- REQUIRED WORK -
Every record shown below is to be output exactly.

- THE INPUT -
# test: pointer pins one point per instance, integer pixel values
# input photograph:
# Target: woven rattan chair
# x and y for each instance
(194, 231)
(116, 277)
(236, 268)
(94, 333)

- RESULT OF THE TASK -
# test: pointer pins one point per instance, integer pixel values
# input photograph:
# Target: woven rattan chair
# x and y for each instance
(194, 231)
(116, 277)
(236, 268)
(94, 333)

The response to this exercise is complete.